### PROBLEMS AND TASKS
1) Reproduce word for word the portion of the forum thread on the 2019 election that runs from "I find it disturbing" down to "part of them.".
2) List every advantage that the forum thread on the 2019 election says the previous generation had.
3) Resume the forum thread on the 2019 election after its final sentence and continue the discussion.

### PAGE EXCERPT
* Start *
Tories lost the 2019 election among working age adults

I find it disturbing the way the thread suggests that maybe old people don't count!

The government does and should represent all of the people, not just part of them.

I think it’s more that the previous generation have a lot more power.

They grew up when times were incredibly easy, and are now responsible for the future generations being saddled with far far tougher times by pulling the ladder up now they are at the top.

They had cheap housing, better paying jobs, easy to get jobs, pensions etc etc. They’ve stolen this from the next generations and consistently vote to keep it this way.

It’s not that they don’t count, its just they’ve had their count and don’t want anyone else to have one.
 
I think it’s more that the previous generation have a lot more power.

They grew up when times were incredibly easy, and are now responsible for the future generations being saddled with far far tougher times by pulling the ladder up now they are at the top.

They had cheap housing, better paying jobs, easy to get jobs, pensions etc etc. They’ve stolen this from the next generations and consistently vote to keep it this way.

It’s not that they don’t count, its just they’ve had their count and don’t want anyone else to have one.
* End *
### Position identification records
* Start *
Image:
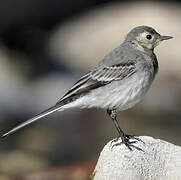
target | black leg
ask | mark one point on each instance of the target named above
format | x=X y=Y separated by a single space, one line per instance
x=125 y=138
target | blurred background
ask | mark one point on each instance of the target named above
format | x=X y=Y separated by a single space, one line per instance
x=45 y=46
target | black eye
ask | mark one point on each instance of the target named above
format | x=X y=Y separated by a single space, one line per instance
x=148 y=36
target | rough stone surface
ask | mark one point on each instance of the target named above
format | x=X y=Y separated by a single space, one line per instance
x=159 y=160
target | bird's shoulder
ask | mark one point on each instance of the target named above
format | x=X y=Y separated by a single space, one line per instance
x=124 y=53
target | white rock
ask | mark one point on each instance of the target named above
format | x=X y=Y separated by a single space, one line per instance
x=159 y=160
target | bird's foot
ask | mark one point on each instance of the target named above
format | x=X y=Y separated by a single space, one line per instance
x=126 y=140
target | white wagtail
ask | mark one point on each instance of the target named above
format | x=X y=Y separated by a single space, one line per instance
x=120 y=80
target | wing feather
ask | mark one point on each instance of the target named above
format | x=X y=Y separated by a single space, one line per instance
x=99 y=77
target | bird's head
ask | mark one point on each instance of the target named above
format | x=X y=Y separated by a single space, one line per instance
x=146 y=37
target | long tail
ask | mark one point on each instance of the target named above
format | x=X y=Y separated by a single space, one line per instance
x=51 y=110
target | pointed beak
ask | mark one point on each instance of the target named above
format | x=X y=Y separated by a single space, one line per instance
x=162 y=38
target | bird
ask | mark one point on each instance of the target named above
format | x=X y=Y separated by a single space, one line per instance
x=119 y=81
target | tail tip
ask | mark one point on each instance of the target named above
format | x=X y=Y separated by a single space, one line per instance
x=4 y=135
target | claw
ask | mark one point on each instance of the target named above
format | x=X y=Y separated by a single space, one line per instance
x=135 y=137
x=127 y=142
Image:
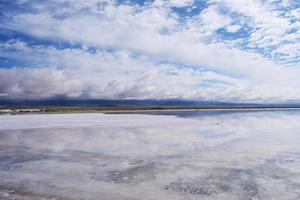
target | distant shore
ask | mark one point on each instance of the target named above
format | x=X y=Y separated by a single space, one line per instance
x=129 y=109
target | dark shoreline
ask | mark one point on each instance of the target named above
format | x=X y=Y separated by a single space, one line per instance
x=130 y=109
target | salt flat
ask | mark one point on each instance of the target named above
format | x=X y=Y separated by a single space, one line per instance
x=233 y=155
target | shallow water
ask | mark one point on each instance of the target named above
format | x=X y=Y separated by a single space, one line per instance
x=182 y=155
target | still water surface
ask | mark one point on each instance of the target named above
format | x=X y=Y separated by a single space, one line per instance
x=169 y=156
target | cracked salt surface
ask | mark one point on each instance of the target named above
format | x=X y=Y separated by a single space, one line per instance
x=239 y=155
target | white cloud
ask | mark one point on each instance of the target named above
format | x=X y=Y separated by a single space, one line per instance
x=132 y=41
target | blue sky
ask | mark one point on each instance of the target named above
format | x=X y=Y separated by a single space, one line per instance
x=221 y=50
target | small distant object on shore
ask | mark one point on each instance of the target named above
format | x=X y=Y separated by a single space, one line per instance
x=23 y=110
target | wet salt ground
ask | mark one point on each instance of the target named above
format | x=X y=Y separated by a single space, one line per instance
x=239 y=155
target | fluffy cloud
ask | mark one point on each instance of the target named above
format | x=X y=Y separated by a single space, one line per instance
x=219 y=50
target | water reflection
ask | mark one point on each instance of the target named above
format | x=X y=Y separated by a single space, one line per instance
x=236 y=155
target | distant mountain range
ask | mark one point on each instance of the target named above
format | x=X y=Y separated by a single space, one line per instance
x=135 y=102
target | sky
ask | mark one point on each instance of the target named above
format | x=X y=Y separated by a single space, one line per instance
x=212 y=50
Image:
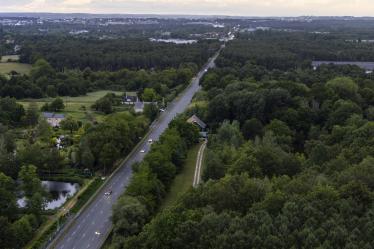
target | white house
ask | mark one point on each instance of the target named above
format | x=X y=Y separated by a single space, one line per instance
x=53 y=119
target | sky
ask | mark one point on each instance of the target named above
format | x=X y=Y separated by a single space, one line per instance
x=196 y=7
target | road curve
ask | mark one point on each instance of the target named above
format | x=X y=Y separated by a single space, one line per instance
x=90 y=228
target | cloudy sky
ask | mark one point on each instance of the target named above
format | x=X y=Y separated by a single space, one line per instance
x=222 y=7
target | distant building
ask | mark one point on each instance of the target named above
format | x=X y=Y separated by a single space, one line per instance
* End *
### ANSWER SET
1)
I find it disturbing the way the thread suggests that maybe old people don't count!

The government does and should represent all of the people, not just part of them.

2)
cheap housing
better paying jobs
easy to get jobs
pensions

3)
I would greatly disagree with you that times were easy. Housing was cheap, yes, but it didn't make much difference, people were broke. The country was utterly destroyed from the war. We were on the verge of bankruptcy as a nation. It took until the eighties to recover and the OAP's were responsible for that recovery. They dragged this country back up on it's feet and that was no easy task. The early eighties were when people started getting more money and house prices first started to rise. It's true that OAP's lived through the prosperous eighties, but even now times are a lot better than say in the sixties. I mean back then almost no one even owned a car. There just wasn't the money for it. Kids walked to school and so on. We are so much richer now than the people of the sixties. I am not using that as any justification for voting, it's just very wrong to say that the OAP's had it easy. They really didn't.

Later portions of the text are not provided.